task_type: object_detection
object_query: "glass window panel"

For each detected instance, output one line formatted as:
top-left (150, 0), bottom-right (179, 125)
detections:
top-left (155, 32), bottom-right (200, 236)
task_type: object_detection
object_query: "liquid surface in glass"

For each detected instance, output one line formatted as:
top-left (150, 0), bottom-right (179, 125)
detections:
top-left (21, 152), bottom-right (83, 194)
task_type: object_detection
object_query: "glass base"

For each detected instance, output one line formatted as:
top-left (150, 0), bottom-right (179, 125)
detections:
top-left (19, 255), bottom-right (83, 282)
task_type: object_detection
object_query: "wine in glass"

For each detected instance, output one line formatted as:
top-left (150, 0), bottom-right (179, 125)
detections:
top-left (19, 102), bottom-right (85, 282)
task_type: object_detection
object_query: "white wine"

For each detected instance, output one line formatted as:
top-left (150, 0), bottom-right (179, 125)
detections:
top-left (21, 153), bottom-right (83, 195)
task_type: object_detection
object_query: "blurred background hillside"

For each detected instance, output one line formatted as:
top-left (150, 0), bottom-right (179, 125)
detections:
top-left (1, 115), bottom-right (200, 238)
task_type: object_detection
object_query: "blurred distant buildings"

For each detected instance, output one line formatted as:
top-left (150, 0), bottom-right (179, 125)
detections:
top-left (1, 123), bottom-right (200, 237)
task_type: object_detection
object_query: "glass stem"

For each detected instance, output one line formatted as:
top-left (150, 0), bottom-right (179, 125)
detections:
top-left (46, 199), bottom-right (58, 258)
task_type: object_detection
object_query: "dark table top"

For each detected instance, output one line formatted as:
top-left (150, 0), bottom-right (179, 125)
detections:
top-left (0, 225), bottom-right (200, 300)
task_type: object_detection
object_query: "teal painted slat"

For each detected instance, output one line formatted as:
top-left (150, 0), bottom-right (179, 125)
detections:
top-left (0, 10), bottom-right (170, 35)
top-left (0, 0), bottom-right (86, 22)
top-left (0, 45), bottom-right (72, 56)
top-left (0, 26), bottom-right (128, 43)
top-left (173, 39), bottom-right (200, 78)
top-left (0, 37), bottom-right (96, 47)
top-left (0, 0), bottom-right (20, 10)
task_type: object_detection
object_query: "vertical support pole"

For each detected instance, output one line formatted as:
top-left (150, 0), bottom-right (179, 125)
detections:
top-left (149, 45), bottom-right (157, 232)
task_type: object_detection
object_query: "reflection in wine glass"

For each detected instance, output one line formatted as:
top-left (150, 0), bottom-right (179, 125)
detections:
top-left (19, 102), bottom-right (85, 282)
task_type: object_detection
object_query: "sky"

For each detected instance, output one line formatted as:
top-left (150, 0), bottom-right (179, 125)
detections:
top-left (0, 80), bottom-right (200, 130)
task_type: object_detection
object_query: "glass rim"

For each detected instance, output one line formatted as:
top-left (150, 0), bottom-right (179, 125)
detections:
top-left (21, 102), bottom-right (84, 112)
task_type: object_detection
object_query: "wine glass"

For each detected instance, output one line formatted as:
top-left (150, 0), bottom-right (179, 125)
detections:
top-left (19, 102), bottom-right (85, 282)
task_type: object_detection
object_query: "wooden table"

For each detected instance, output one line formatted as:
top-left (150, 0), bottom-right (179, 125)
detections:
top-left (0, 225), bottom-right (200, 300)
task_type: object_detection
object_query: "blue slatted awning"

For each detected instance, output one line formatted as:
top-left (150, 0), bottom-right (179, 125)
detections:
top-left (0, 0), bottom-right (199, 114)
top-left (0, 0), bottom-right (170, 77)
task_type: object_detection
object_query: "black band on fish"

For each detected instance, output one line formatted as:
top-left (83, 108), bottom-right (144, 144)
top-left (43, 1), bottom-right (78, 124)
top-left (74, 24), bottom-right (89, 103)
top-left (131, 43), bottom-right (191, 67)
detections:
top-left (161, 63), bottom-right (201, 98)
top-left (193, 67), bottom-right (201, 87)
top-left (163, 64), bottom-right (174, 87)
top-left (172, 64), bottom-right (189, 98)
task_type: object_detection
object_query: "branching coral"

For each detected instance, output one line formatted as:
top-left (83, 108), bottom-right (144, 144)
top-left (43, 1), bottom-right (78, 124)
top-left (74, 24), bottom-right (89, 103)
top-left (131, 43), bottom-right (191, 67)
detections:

*Task instructions*
For the word "wine", find every line in the data that holds it and copy that line.

*Solved exercise*
object_query: "wine in glass"
object_query: "white wine"
object_query: "reflection in wine glass"
object_query: "wine glass"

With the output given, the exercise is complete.